Copy the following records word for word.

** Listing **
++++

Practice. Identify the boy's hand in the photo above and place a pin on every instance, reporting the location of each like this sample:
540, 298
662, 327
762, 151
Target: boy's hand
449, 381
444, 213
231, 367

++++

** Answer for this exercise **
Practice. Identify the boy's hand in the photo above and place a pin on every instance, reporting the location of each like this sample:
540, 298
662, 327
762, 151
Target: boy's hand
449, 381
444, 213
231, 367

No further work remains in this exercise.